### Extracted entries
=======

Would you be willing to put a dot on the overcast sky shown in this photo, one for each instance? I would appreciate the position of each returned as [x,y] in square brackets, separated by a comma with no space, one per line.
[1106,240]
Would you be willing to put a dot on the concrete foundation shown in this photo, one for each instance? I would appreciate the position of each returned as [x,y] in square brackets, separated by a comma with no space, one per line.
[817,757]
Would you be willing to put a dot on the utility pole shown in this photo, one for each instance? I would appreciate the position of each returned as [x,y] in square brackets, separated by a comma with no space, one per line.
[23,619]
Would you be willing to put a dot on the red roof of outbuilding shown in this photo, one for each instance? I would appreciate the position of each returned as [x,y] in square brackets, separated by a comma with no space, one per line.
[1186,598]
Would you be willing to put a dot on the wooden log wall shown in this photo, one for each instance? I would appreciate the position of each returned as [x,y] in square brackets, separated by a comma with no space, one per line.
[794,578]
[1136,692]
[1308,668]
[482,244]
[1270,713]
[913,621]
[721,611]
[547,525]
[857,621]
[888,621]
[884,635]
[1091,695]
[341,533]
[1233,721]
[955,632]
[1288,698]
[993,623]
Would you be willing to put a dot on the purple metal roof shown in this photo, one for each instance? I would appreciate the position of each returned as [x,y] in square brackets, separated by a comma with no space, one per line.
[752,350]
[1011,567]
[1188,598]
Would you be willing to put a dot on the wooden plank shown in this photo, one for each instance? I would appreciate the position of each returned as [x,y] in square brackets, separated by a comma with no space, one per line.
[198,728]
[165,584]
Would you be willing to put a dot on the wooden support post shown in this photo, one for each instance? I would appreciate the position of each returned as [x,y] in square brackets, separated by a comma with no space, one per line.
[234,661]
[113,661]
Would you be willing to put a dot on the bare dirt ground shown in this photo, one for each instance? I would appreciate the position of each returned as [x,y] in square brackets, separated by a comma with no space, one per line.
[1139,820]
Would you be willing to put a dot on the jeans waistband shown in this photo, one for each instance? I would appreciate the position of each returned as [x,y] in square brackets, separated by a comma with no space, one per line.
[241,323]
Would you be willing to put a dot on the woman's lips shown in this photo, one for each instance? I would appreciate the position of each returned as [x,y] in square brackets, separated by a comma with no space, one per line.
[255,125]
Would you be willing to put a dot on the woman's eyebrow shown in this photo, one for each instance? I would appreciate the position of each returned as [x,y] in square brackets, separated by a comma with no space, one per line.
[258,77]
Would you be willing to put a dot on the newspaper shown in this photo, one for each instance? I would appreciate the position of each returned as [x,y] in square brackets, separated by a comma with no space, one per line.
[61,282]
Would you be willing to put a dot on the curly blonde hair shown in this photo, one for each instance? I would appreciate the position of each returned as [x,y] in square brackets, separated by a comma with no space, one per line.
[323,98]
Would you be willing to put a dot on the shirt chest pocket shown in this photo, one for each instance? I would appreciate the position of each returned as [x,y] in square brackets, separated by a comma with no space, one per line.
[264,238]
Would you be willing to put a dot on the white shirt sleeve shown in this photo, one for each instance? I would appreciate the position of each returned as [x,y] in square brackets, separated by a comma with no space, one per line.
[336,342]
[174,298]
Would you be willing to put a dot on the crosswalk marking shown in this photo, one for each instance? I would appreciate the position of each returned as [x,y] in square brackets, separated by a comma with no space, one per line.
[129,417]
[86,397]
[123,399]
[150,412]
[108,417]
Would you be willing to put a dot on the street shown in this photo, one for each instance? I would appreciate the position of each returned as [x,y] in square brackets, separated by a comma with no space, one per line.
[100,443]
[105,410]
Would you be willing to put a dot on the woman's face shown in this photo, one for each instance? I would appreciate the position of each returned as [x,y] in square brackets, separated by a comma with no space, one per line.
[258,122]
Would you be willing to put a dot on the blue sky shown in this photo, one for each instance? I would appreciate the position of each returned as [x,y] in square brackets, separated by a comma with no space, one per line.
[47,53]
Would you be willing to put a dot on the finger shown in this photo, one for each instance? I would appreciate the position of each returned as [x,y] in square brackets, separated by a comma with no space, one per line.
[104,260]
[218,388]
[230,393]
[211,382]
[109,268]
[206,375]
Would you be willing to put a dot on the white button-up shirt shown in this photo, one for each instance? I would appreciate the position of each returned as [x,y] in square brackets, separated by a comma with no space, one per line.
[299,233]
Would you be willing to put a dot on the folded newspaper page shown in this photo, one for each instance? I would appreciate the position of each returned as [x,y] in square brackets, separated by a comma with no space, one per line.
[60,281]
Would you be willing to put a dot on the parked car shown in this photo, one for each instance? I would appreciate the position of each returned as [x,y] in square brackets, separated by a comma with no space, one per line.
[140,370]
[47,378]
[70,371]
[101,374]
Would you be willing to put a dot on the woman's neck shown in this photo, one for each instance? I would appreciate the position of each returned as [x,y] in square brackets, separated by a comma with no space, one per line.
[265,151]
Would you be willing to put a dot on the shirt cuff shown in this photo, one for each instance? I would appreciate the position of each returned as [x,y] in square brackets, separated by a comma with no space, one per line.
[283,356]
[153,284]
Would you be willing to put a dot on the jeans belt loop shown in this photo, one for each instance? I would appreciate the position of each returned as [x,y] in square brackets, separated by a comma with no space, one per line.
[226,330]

=======

### Exercise prompt
Reproduce the whole listing verbatim.

### Response area
Would you be willing to put a dot on the overcast sky shown in this photo, one for each instance? I would appreciate the position of each returned as [x,y] in square brackets, separated by a comma with no space, one per line.
[1106,240]
Would you be willing to put a dot on the concrete foundation shown in this photo, one for each instance? I would appreciate the position of each returned as [x,y] in square brackets, separated by a comma with no space, one per line.
[817,757]
Would you be willing to put a dot on the utility pole shown in this photo, one for each instance? I would appreciate the position of each returned as [x,y] in square brackets, separated by a comma with no space, one per line.
[23,619]
Would you be willing to put a dot on the red roof of outbuilding shown in this photo, one for each instance? I would appreciate the position of each returned as [x,y] in square brackets, separated by a comma with no space, one per line.
[1186,598]
Would you be willing to put a dot on the wooden log wall shown in this photo, one for each instance? I would appreciate the position of each returned as [x,y] in square brackets, separated by a comma with no space, one per line.
[794,578]
[1136,692]
[1308,668]
[482,244]
[1270,713]
[913,621]
[721,611]
[547,525]
[857,621]
[888,621]
[884,635]
[1091,695]
[341,533]
[1233,721]
[955,632]
[1288,698]
[993,623]
Would you be willing to put a dot on the purple metal roof shown in this photo, one for each instance? I would appreciate the position of each returned as [x,y] in square brackets, separated by a comma with no space, one per line.
[752,350]
[1011,567]
[1188,598]
Would you be willing to put a dot on the wooden plank shown in this photo, one for each instance? I would appreciate the position of each returned as [x,y] in square brackets, separated by a comma with no space, one per line.
[198,728]
[165,584]
Would you be willing to put a dot on the wooden support post shown in this photo, one for each instance? I would appreciate the position of each returned as [x,y] in square brackets, separated by a comma with no space, one per line.
[234,661]
[113,661]
Would you be willing to put a dot on the bare dirt ground shown in this photo, one for each instance? I would appreciate the position of each returned as [x,y] in square brackets, separated by a comma with no space, one per line.
[1139,820]
Would you be willing to put a dot on the jeans waistband shown in this photo, one for each instance? I would appreciate the position of each returned as [x,y] in square brackets, separated by a comma with no space, one per line.
[241,323]
Would you be willing to put a dot on the woman's lips shown in this photo, one for each instance? I would appreciate the position of each returned as [x,y] in square brackets, separated by a comma with no space, one per line.
[255,125]
Would you be willing to put a dot on the woman's eyebrow shown in this photo, one for each instance? I would appreciate the position of each returned as [x,y] in square brackets, separated by a comma with no space, one per line.
[258,77]
Would you be willing to put a dot on the newspaper shown in this photo, one for each instance? I would appreciate the position of each returned as [x,y] in square brackets, separated by a comma with no space, one per line.
[61,282]
Would you be willing to put a dot on the curly blonde hair shown in this photo, one for each instance? I would appreciate the position of each returned as [x,y] in square brackets, separated by a comma with no space, one per line.
[323,98]
Would you be willing to put a dot on the shirt chest pocket shown in this photo, one for each instance? I would appreciate the position of each returned as [x,y] in square brackets, separated by a comma with no space, one per line.
[264,238]
Would you be willing to put a dot on the white shirt sleeve shown in this photo, one for each instance? I would appreciate the position of each returned as [x,y] in square brackets, separated by a comma with no space, one per line.
[336,342]
[174,298]
Would you be willing to put a dot on the crosswalk marking shown in this photo, one for each instance? I would appreciate the position of each returned as [x,y] in square brackets, separated by a comma with no space, one per line.
[129,417]
[86,397]
[123,399]
[150,412]
[108,417]
Would you be willing to put a dot on the street shown in this photo, one for each instance? I would appreciate the position of each returned as [x,y] in square brackets, separated by a comma with no space, one per line.
[100,443]
[105,410]
Would you be willing to put a dot on the woman's face shown in this photo, one for each instance? I would appreciate the position of each returned as [x,y] in square brackets, separated by a comma with no space, one per line.
[258,122]
Would you be willing to put a dot on the blue sky shown in this photo, one for each instance? I would appreciate the position of each returned as [x,y] in square brackets, separated by a comma with no space, one per line.
[47,53]
Would you be willing to put a dot on the finger shown in this photo, one for each instance? I would appreciate the position of each returned as [x,y] in square brackets, separated by a comma with no space, one per line.
[104,260]
[218,388]
[230,393]
[211,382]
[109,268]
[206,375]
Would you be willing to put a dot on the white button-up shirt shown in this photo, one for each instance? I would appreciate the position of each returned as [x,y] in square brackets, separated by a comma with no space, one per line.
[299,233]
Would you be willing to put a dot on the folded newspaper page shown in this photo, one for each instance? I would appreciate the position of each returned as [x,y] in square brackets, separated by a comma with no space, one per line.
[60,281]
Would you be willing to put a dot on the parked car shown in this photo, one for each instance? I would appreciate the position of each returned as [x,y] in square brackets, separated by a comma with no space, one per line.
[140,370]
[47,378]
[70,371]
[101,374]
Would you be willing to put a dot on the woman's neck shown in this photo, one for each instance? I would appreciate the position of each returned as [x,y] in square brackets, separated by a comma with no space, one per line.
[265,151]
Would you be willing to put a dot on the shirt cuff shown in this photo, one for each instance? I would appreciate the position of each returned as [x,y] in square brackets, separated by a comma with no space, one per line.
[283,356]
[153,284]
Would you be willing to put a dot on the jeans belt loop shown in this photo, one for each instance? I would appreciate the position of each returned as [x,y] in square brackets, separated by a comma with no space, one per line.
[226,330]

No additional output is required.